_Page text:_
Ask employees how they want to be recogized

Part one of a 3-part interview with the “Guru of Thank You” Bob Nelson

While he was in Nashville for the National Association for Employee Recognition conference in May, Nelson Scott had an opportunity to sit down with Bob Nelson, the author of several books that have sold more than three million copies. These include 1001 Ways to Reward Employees, 1001 Ways to Energize Employees and Managing for Dummies. His most recent book, The 1001 Rewards and Recognition Fieldbook truly lives up to its subtitle, “The Complete Guide.” Much of this comprehensive book is based on Bob’s doctoral research on non-monetary recognition.

In this first of a three-part interview, Bob talks about how to begin to recognize staff and value of cash as a motivator.

NS: If you were a manager who wanted to start recognizing staff, where would you begin? What would you do first?

Bob Nelson: The first thing is that I would ask them what things they find motivating. If you have a staff meeting, I would put the topic of recognition on the agenda. I would tell them I had read an article or book that was talking about this and it got me thinking – are we doing enough recognition around here? The more I thought about it, the more I realized I can’t answer that question; I’ve got to ask you, do you think we are good enough? If you are honest with that, it is unlikely that you will have anyone in the group telling you “I’ve had it up to here with you telling me how good I am.” You will find out about missed opportunities and the fact that we said were going to celebrate when we finished this project, but it slipped away and then we got another project after that. For most employees, the only reward for doing a good job is getting two more to work on. It can quite sobering that we end up doing everything, but what we should be doing: finding time to celebrate and thank people for the good job they are doing. You could follow up with another question: who would like to help get something going? Mary, you have said for a couple of years we should be do something more. Who would like to help Mary? As you involve them, not only will you be more on the mark, but it will be their program, not yours or HR’s.

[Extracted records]
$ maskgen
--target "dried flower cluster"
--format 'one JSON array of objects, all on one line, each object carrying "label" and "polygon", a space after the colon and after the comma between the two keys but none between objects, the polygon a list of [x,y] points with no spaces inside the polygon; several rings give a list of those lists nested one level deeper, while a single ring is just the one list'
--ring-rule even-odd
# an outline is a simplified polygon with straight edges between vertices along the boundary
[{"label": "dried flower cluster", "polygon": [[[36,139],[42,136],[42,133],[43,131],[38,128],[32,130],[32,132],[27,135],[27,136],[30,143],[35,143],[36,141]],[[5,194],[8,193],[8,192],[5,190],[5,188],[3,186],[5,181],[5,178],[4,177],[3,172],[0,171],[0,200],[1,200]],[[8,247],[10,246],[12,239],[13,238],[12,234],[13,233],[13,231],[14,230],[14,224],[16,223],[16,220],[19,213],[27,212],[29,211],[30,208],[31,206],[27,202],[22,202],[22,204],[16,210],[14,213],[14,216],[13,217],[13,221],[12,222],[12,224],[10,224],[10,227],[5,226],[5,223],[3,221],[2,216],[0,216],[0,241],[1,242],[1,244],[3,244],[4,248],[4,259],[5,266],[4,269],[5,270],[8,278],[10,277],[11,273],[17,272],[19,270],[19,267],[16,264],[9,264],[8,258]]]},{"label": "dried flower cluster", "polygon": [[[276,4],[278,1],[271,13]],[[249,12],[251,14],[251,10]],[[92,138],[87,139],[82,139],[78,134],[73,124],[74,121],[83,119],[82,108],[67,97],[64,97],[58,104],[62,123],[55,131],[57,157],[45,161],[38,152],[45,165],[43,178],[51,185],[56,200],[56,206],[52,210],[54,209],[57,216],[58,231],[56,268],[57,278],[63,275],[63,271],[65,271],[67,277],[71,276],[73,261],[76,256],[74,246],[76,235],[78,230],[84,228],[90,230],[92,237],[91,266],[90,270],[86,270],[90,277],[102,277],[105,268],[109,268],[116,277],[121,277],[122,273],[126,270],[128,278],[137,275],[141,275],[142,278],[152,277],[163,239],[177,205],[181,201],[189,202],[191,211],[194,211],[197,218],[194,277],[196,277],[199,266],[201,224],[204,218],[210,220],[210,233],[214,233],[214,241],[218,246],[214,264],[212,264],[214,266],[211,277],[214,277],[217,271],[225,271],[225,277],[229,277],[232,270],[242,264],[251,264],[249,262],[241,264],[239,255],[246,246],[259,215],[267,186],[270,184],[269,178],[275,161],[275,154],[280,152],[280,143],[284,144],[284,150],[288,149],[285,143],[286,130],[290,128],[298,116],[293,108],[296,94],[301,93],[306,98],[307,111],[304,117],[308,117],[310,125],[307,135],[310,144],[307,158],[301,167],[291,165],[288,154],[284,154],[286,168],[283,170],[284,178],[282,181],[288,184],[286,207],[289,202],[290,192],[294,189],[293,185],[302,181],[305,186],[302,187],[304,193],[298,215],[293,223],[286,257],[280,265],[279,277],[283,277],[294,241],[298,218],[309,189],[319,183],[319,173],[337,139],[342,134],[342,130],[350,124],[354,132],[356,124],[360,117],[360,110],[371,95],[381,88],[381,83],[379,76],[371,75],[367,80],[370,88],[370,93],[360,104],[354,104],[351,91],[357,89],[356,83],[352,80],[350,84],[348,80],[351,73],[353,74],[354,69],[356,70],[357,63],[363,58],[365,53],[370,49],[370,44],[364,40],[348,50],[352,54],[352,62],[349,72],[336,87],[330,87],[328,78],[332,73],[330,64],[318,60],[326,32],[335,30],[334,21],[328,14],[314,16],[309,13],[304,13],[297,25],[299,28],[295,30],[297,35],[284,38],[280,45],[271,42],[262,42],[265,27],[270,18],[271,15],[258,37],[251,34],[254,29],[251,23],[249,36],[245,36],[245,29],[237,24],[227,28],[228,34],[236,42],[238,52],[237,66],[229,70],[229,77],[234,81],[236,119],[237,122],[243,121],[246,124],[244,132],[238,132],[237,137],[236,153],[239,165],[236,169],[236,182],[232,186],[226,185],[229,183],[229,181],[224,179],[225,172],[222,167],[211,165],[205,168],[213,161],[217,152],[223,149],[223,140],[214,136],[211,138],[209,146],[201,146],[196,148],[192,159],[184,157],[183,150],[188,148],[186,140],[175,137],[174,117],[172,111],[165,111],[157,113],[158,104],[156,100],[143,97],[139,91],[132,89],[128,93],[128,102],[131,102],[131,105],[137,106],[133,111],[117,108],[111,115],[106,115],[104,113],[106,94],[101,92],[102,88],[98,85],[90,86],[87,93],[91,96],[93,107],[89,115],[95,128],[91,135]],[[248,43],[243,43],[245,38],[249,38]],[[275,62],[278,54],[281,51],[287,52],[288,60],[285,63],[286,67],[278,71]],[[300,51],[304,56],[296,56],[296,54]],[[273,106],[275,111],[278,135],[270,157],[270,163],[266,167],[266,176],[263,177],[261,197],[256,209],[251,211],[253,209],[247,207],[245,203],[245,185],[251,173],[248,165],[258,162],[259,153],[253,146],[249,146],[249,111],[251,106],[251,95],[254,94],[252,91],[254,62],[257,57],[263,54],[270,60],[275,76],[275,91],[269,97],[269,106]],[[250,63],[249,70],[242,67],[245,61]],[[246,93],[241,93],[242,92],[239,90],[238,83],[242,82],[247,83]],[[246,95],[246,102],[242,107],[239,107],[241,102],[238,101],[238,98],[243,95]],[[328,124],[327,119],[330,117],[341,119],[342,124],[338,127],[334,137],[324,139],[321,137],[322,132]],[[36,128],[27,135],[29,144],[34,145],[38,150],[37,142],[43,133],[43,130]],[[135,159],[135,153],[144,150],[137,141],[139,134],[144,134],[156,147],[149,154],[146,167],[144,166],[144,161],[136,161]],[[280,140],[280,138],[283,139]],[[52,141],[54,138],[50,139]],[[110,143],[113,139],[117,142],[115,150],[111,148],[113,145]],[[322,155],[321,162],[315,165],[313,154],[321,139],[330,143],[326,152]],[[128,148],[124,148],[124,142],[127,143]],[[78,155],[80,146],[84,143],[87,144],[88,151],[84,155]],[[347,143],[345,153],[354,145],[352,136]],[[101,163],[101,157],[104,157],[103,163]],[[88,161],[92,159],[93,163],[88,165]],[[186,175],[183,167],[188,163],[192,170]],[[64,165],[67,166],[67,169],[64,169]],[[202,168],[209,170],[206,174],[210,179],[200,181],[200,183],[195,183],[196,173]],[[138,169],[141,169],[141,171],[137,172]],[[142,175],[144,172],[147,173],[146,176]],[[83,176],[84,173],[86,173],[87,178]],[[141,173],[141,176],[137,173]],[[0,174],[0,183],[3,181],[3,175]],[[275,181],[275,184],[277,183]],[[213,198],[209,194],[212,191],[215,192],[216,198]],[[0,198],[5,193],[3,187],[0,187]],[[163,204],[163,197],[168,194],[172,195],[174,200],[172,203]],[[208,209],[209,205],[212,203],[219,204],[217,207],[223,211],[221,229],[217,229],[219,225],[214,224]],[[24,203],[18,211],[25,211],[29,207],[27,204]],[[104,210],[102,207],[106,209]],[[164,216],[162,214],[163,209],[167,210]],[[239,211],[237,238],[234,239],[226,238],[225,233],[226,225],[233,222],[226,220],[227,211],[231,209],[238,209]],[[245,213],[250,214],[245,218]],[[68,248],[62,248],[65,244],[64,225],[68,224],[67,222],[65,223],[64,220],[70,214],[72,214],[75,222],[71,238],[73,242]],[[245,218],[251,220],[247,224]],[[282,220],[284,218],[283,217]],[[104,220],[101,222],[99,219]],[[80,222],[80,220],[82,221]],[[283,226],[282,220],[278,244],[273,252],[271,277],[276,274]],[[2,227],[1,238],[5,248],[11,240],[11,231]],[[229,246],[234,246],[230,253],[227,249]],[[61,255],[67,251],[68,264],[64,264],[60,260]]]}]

_Requirements:_
Copy out the full interview text on employee recognition, word for word.

_The output:_
Ask employees how they want to be recogized

Part one of a 3-part interview with the “Guru of Thank You” Bob Nelson

While he was in Nashville for the National Association for Employee Recognition conference in May, Nelson Scott had an opportunity to sit down with Bob Nelson, the author of several books that have sold more than three million copies. These include 1001 Ways to Reward Employees, 1001 Ways to Energize Employees and Managing for Dummies. His most recent book, The 1001 Rewards and Recognition Fieldbook truly lives up to its subtitle, “The Complete Guide.” Much of this comprehensive book is based on Bob’s doctoral research on non-monetary recognition.

In this first of a three-part interview, Bob talks about how to begin to recognize staff and value of cash as a motivator.

NS: If you were a manager who wanted to start recognizing staff, where would you begin? What would you do first?

Bob Nelson: The first thing is that I would ask them what things they find motivating. If you have a staff meeting, I would put the topic of recognition on the agenda. I would tell them I had read an article or book that was talking about this and it got me thinking – are we doing enough recognition around here? The more I thought about it, the more I realized I can’t answer that question; I’ve got to ask you, do you think we are good enough? If you are honest with that, it is unlikely that you will have anyone in the group telling you “I’ve had it up to here with you telling me how good I am.” You will find out about missed opportunities and the fact that we said were going to celebrate when we finished this project, but it slipped away and then we got another project after that. For most employees, the only reward for doing a good job is getting two more to work on. It can quite sobering that we end up doing everything, but what we should be doing: finding time to celebrate and thank people for the good job they are doing. You could follow up with another question: who would like to help get something going? Mary, you have said for a couple of years we should be do something more. Who would like to help Mary? As you involve them, not only will you be more on the mark, but it will be their program, not yours or HR’s.